— Instructions for the task —
Below is a set of entries. Reproduce exactly the lines from the one containing "Point out every instance of the oriental" through the end, both included.

==================================================

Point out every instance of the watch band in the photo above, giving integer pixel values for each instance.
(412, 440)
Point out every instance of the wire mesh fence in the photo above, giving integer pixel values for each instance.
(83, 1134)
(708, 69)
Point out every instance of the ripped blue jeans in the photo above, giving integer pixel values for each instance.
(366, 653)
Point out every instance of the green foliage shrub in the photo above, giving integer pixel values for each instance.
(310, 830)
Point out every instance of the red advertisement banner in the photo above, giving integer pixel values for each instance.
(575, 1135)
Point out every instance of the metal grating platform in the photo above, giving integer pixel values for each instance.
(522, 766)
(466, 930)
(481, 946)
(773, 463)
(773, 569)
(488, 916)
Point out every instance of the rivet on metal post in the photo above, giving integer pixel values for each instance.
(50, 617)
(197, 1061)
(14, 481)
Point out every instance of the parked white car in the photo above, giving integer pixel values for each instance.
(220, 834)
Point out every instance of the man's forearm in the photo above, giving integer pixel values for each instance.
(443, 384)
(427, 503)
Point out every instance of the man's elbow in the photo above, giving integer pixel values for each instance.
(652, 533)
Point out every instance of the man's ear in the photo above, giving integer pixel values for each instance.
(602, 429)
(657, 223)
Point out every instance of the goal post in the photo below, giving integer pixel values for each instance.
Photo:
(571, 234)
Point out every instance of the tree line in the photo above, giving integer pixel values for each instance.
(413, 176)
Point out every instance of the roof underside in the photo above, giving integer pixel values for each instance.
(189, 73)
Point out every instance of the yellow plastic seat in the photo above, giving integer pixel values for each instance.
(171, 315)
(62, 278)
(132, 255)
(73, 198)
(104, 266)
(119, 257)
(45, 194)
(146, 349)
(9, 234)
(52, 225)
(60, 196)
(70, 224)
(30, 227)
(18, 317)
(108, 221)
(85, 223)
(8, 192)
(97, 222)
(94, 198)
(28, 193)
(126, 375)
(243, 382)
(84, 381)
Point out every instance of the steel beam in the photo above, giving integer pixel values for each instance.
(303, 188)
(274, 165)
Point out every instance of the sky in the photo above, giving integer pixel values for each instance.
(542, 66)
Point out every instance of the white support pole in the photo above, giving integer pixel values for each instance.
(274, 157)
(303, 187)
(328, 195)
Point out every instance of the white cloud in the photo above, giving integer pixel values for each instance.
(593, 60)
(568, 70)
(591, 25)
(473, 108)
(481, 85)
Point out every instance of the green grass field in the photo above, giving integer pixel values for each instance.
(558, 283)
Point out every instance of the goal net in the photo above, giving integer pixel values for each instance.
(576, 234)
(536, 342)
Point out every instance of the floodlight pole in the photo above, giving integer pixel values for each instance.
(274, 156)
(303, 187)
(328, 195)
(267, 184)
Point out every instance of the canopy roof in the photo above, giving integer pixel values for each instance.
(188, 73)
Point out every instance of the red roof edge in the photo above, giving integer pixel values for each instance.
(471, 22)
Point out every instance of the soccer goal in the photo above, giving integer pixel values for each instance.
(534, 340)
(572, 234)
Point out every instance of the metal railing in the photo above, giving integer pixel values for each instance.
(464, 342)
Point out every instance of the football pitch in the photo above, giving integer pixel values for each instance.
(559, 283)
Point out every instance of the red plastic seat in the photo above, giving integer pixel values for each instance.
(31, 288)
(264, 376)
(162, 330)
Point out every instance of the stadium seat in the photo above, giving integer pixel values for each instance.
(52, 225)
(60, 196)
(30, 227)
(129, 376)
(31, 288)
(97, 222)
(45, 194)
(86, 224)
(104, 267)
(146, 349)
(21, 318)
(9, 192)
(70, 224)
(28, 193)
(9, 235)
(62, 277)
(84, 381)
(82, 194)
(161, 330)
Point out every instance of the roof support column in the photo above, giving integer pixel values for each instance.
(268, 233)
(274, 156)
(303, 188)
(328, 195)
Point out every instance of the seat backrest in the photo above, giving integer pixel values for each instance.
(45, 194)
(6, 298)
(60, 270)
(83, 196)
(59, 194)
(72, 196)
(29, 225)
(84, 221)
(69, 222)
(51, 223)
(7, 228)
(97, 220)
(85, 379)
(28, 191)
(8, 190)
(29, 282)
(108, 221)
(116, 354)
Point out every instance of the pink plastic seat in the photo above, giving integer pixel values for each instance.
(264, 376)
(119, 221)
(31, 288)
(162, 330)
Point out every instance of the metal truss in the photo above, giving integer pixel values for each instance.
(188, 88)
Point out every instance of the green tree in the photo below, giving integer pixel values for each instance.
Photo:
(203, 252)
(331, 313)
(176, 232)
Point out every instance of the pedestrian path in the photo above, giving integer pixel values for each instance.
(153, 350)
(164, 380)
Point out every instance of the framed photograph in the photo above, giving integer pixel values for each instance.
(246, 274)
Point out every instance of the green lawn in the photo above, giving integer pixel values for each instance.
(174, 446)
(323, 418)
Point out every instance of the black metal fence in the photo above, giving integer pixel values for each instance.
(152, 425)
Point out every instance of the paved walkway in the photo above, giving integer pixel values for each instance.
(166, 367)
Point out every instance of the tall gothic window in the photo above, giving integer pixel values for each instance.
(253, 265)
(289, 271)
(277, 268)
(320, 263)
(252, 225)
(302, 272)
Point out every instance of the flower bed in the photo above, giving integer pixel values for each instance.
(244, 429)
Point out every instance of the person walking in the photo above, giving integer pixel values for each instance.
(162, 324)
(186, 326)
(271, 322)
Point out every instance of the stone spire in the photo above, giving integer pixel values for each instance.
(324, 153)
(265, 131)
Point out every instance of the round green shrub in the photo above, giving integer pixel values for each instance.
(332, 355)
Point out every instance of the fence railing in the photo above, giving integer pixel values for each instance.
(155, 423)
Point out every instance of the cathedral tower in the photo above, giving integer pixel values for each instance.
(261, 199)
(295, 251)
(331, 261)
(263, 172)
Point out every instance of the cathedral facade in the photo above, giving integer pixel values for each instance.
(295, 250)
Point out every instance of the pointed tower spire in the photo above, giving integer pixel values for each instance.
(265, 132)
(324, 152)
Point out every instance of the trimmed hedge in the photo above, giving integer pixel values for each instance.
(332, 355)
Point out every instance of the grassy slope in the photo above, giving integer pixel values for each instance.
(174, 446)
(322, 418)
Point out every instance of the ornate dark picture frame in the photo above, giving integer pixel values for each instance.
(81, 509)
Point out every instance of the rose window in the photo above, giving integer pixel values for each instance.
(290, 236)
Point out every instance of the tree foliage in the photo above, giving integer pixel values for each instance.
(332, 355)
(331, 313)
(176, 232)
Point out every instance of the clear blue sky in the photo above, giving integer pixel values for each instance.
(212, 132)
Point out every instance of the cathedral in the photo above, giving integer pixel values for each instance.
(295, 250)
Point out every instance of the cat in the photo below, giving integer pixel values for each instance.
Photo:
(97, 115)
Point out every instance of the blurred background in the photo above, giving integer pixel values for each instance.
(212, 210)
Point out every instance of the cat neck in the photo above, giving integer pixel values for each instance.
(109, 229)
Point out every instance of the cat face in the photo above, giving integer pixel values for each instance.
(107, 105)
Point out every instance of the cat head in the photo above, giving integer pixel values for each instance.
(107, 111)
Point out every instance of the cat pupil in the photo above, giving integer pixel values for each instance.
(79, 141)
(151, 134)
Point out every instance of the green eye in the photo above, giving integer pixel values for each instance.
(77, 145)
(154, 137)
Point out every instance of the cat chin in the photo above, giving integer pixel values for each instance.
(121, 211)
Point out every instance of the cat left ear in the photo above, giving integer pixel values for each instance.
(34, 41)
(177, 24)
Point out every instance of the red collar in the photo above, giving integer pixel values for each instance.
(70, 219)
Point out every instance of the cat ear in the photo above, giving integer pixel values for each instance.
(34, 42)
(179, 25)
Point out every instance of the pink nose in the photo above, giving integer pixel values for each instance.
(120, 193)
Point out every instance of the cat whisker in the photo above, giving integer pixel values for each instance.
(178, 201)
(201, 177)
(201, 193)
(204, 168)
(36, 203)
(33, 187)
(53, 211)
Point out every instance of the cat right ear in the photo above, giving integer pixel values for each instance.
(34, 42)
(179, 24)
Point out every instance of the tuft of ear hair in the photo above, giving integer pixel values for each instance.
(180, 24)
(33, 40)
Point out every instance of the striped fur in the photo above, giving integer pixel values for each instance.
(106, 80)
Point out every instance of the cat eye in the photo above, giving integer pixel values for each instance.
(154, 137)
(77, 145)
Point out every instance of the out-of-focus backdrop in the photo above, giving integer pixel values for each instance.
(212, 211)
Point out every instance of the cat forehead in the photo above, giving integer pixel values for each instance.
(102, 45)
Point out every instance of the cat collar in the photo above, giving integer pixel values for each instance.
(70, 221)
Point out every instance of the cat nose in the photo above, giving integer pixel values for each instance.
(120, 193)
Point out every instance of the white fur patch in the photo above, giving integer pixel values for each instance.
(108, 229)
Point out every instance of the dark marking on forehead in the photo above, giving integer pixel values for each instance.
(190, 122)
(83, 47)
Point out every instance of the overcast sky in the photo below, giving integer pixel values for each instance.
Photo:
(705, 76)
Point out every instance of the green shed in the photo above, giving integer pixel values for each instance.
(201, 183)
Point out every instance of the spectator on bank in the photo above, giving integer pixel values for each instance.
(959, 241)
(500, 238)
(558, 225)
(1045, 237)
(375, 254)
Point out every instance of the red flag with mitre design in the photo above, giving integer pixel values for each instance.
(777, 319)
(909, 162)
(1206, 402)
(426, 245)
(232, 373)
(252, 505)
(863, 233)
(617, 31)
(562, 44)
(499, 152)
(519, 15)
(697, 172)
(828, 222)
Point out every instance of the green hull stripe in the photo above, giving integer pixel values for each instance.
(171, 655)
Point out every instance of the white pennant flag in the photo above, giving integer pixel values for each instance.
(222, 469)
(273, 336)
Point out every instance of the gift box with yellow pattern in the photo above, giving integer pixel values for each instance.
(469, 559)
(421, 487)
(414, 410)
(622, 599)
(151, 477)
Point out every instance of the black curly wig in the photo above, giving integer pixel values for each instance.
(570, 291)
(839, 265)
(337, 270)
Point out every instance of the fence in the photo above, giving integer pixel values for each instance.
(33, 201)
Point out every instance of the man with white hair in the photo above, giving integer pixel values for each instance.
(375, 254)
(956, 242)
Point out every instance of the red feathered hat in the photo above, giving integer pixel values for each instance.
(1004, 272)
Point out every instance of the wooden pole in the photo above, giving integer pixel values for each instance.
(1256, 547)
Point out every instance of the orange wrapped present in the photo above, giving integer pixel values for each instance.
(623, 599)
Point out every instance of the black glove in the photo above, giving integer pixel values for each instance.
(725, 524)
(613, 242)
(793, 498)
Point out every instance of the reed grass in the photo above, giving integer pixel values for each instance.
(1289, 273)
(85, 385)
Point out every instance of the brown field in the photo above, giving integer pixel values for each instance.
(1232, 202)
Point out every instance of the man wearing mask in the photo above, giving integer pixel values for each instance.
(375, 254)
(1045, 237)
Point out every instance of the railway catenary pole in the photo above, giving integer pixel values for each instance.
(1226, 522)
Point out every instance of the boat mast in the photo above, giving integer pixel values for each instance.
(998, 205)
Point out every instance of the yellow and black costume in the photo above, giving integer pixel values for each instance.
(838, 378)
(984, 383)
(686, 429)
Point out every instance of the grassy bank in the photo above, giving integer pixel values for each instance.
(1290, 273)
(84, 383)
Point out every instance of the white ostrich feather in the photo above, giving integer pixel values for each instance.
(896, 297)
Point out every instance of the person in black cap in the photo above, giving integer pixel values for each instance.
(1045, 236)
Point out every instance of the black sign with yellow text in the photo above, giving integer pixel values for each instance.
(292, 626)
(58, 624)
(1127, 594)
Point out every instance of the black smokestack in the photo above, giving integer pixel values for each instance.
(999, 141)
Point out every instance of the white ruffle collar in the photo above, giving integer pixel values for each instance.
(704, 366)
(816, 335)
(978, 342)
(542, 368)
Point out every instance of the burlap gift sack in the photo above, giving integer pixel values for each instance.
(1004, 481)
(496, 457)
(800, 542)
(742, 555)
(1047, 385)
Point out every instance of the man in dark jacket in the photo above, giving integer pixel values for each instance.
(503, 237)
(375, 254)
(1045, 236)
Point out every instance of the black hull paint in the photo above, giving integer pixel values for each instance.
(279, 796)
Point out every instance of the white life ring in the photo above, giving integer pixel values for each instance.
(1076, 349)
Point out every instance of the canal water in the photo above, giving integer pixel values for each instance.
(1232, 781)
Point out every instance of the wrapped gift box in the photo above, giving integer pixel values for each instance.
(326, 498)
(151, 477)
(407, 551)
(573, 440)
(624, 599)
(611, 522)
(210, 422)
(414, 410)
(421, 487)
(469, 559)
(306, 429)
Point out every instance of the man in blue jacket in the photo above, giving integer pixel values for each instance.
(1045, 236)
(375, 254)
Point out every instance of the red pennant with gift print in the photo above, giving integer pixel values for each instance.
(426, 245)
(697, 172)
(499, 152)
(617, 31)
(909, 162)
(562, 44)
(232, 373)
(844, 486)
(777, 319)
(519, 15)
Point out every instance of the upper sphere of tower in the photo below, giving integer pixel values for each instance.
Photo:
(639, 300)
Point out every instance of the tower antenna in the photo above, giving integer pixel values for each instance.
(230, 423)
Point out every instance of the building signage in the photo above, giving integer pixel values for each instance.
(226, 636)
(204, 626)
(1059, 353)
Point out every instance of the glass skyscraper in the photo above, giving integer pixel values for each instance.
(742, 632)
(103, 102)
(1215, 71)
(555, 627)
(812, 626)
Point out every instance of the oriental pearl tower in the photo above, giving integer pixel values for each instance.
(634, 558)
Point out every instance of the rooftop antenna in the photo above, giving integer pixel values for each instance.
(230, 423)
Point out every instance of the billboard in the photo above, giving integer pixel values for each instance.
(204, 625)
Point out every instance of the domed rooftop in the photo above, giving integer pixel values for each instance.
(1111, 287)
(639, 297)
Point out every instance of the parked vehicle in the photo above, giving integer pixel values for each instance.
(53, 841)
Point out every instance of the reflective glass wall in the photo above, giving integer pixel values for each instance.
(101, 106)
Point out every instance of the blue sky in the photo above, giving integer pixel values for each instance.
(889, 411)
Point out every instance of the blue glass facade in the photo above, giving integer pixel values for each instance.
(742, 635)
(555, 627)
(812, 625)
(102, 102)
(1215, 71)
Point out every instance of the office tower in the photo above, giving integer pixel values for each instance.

==================================================

— Full solution —
Point out every instance of the oriental pearl tower in the photo above, giving integer pixel values for each instance.
(634, 558)
Point out every instance of the rooftop antenna in the photo above, giving integer pixel values for each instance.
(230, 423)
Point out every instance of the billboard in the photo above, giving integer pixel values for each instance.
(204, 625)
Point out every instance of the domed rooftop in the photo above, giving integer pixel values for each instance.
(1111, 287)
(639, 297)
Point out every instance of the parked vehicle in the photo above, giving integer pixel values for each instance.
(53, 841)
Point out every instance of the reflective glass wall in the photo above, giving integer pixel values for each instance.
(101, 106)
Point out every instance of the blue sky in the photo above, giving integer pixel values for each instance.
(889, 411)
Point out every instance of the blue glass facade in the photo above, giving integer pixel values for each instance.
(742, 635)
(555, 627)
(812, 625)
(102, 102)
(1215, 71)
Point out every instance of the office tower in the photo above, giving integer pixel values for each instance.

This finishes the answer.